• Your objective: Scan the material for the word "twig" and return every matching line.

----- Data in this exercise -----

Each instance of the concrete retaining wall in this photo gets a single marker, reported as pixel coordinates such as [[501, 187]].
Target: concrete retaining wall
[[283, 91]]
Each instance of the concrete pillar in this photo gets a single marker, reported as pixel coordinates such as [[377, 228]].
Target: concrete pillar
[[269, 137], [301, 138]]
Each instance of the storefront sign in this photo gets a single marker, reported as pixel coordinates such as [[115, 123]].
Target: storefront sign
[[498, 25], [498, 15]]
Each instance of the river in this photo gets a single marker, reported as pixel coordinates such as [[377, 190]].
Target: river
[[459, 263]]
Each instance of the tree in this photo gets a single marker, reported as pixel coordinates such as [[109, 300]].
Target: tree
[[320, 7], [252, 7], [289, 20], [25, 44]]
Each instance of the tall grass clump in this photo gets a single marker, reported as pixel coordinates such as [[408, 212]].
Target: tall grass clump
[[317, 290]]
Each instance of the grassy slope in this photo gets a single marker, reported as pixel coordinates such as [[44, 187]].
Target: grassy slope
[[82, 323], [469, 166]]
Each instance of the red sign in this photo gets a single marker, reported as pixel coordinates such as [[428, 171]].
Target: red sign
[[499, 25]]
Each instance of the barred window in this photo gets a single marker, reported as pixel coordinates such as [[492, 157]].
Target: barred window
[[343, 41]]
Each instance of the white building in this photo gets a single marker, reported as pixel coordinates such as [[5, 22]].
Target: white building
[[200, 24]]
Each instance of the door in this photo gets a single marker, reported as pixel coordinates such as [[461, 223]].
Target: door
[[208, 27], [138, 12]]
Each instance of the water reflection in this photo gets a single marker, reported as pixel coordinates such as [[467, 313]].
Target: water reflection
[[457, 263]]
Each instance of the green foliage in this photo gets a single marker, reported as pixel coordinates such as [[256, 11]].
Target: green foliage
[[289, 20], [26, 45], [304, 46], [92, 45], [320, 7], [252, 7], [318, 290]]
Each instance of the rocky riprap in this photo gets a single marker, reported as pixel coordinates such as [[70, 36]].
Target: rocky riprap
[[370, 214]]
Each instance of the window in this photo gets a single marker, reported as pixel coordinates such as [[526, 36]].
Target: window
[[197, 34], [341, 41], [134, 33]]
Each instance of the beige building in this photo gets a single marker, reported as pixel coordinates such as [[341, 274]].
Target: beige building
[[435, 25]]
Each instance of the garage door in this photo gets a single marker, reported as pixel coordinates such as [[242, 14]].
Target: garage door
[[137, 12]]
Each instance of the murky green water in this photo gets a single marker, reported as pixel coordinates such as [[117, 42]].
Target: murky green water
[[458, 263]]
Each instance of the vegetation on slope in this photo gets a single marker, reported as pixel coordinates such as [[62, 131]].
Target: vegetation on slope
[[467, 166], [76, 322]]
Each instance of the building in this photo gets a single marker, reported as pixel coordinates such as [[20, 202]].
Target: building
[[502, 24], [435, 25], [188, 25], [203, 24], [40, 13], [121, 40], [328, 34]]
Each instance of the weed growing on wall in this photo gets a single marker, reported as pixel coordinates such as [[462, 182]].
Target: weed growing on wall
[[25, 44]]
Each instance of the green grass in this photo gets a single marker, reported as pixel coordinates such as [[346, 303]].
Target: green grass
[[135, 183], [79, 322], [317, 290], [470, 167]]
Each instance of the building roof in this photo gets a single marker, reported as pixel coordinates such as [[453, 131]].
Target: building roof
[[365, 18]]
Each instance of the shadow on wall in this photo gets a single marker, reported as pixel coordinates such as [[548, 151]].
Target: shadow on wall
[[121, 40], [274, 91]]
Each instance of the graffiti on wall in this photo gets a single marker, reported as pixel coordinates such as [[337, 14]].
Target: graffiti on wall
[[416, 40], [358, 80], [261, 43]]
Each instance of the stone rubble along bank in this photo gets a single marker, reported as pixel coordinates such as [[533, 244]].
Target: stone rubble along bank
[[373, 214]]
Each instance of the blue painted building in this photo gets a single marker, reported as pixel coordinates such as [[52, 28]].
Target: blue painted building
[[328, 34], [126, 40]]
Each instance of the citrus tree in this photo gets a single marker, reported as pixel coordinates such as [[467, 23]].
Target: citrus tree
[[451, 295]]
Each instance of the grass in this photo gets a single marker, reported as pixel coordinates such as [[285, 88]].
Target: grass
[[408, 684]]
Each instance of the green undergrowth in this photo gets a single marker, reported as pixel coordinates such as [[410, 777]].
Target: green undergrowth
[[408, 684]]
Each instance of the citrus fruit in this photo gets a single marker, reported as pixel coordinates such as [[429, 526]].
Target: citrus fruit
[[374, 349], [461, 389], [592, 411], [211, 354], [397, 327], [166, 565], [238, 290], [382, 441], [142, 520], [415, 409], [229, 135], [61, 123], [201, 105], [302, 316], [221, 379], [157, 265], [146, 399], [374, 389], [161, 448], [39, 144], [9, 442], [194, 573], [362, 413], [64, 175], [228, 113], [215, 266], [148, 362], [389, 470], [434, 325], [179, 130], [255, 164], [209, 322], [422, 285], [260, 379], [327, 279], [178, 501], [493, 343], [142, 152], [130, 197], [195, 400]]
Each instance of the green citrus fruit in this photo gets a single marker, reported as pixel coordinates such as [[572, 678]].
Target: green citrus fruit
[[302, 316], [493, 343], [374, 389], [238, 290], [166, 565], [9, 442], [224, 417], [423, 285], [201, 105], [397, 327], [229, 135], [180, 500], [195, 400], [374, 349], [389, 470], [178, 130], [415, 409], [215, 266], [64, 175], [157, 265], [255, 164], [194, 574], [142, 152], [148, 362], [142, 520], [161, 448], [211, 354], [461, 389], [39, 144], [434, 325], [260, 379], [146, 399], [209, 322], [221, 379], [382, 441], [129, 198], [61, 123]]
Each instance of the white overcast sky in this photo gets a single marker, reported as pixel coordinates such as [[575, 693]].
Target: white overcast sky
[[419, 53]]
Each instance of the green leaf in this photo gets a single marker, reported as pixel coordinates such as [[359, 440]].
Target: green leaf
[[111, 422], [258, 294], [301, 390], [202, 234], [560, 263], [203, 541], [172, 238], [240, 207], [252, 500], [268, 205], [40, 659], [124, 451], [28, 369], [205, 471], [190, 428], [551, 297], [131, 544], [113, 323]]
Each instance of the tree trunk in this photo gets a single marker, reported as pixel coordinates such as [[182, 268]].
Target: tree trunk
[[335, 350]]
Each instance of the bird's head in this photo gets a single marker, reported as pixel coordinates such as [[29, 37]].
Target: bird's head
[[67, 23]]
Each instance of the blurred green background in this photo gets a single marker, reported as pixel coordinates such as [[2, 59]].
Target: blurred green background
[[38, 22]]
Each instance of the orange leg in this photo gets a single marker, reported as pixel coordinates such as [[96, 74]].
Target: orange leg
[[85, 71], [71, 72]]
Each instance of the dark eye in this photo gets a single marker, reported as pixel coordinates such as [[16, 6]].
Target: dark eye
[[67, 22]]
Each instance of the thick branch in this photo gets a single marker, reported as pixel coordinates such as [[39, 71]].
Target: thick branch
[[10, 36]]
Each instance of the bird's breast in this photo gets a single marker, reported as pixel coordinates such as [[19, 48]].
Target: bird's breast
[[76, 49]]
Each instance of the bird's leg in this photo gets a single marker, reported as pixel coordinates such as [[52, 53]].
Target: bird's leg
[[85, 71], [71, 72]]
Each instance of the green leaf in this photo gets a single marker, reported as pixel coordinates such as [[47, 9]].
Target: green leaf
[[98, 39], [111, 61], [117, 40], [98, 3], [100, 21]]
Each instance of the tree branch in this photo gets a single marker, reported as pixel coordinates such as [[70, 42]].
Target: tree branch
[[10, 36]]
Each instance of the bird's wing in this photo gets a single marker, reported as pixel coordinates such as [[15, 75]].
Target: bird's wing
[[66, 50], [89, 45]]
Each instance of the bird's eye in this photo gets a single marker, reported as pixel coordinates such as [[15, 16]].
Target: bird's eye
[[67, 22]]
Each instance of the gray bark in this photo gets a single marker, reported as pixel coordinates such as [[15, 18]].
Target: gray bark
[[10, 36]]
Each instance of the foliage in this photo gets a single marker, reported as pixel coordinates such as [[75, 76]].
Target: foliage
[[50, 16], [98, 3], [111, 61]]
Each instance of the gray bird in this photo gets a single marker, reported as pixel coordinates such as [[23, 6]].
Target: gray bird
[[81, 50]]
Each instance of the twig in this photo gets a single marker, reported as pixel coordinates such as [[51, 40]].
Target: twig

-----

• Written solution:
Each instance of the twig in this photo gets a single marker, reported as pixel coordinates such as [[51, 40]].
Target: twig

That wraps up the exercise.